§ **Выбранный отрывок**
■ ■ ■ ■ ■

Затем мое внимание привлекла галерея портретов – безликих, поскольку все головы представляли собой скопление пятен, в которых невозможно было различить черты; но на каждой раме было написано имя, порой не менее странное, чем сама картина. Так я прочел: Кабладур [Кабанер?], Испара [Писсарро], Валадеги [Валабрег], Аполлен [Амперер] – все они были его учениками.

«Как видите, – подытожил Майобер, – для живописи нужен темперамент». (Он произнес: temmpérammennte.)

Говоря это, он размахивал предметом, напоминавшим деревянную поварешку с длинной ручкой, скошенной на конце. Я задумался, говорит ли он о «темпераменте» в привычном понимании этого слова, или temmpérammennte называлась ложка…

Он обмакнул ее в одну из своих аптекарских склянок, выудил целую пригоршню зеленой краски и размазал ее по холсту, на котором несколькими штрихами был намечен пейзаж; он повертел ложкой, и теперь при желании в его мазне можно было угадать пейзаж с лугом. Я обратил внимание, что краска на холстах лежала почти сантиметровым слоем, образуя холмы и долины, как на рельефной карте. Майобер явно считал, что килограмм зеленого зеленее грамма{276}.

■ ■ ■ ■ ■

§ **Список данных**
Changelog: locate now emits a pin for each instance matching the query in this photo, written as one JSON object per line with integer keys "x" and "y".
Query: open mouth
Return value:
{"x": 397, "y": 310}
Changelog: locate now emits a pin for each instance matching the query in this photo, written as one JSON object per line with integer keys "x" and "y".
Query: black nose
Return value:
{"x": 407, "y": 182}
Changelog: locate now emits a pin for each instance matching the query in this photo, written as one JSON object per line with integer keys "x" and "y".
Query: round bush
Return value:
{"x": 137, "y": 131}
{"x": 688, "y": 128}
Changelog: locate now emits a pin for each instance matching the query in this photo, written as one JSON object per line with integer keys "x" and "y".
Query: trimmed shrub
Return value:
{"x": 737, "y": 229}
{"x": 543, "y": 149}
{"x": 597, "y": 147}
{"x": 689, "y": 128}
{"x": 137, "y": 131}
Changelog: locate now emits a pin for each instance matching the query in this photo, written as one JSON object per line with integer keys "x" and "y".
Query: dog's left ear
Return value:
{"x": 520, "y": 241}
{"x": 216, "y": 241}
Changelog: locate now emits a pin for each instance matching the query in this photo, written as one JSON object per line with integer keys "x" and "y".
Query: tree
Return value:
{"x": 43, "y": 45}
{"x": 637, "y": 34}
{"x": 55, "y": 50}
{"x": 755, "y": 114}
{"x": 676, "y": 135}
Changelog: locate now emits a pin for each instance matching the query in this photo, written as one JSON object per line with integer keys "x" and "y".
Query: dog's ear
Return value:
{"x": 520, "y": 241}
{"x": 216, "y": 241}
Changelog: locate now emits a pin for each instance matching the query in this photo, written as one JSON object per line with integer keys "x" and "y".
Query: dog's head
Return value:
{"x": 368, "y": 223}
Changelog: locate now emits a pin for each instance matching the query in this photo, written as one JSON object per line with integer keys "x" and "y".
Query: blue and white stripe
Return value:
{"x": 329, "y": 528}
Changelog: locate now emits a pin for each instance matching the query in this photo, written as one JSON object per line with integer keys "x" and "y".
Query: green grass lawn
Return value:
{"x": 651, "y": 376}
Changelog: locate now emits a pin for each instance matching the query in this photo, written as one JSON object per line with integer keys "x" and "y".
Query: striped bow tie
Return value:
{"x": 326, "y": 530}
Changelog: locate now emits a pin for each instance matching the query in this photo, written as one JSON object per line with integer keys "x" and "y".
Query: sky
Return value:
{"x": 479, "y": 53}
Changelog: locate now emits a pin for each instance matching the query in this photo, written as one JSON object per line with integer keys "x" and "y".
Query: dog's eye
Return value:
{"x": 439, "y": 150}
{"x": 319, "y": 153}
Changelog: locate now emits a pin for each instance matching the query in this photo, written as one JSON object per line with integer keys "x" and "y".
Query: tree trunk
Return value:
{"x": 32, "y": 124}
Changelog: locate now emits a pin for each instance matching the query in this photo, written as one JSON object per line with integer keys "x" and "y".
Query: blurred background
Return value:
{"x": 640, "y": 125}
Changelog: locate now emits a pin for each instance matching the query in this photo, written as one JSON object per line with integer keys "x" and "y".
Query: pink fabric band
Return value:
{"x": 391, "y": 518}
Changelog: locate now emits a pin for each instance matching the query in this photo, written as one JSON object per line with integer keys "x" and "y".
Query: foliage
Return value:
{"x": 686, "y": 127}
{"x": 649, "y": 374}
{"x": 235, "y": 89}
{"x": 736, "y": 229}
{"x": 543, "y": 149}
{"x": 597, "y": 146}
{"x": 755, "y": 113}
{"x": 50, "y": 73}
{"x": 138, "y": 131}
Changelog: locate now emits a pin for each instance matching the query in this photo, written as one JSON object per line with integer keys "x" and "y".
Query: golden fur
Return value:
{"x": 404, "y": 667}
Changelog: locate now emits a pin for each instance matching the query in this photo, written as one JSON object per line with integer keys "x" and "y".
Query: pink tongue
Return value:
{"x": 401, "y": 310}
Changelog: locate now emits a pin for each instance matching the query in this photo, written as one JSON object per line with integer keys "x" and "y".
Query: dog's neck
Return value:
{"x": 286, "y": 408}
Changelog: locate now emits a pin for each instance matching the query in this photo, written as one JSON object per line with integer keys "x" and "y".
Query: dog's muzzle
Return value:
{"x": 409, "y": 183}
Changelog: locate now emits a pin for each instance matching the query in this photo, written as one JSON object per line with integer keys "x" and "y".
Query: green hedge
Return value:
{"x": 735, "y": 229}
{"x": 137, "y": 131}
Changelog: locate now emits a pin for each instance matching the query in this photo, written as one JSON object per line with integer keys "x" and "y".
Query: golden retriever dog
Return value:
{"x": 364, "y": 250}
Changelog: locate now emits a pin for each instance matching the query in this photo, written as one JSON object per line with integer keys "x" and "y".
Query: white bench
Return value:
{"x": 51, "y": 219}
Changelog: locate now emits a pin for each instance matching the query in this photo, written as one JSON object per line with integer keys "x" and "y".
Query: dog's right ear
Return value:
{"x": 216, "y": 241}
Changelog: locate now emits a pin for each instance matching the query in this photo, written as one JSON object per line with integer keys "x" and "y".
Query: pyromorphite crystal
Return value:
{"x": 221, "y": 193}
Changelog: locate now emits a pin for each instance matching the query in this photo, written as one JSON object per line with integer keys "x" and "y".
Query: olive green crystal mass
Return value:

■ ■ ■ ■ ■

§ **Задание**
Назовите все имена учеников, написанные на рамах портретов в отрывке о Майобере, в той форме, в какой они стояли на рамах. Записи взяты из другого источника.

§ **Ответ**
Кабладур, Испара, Валадеги, Аполлен.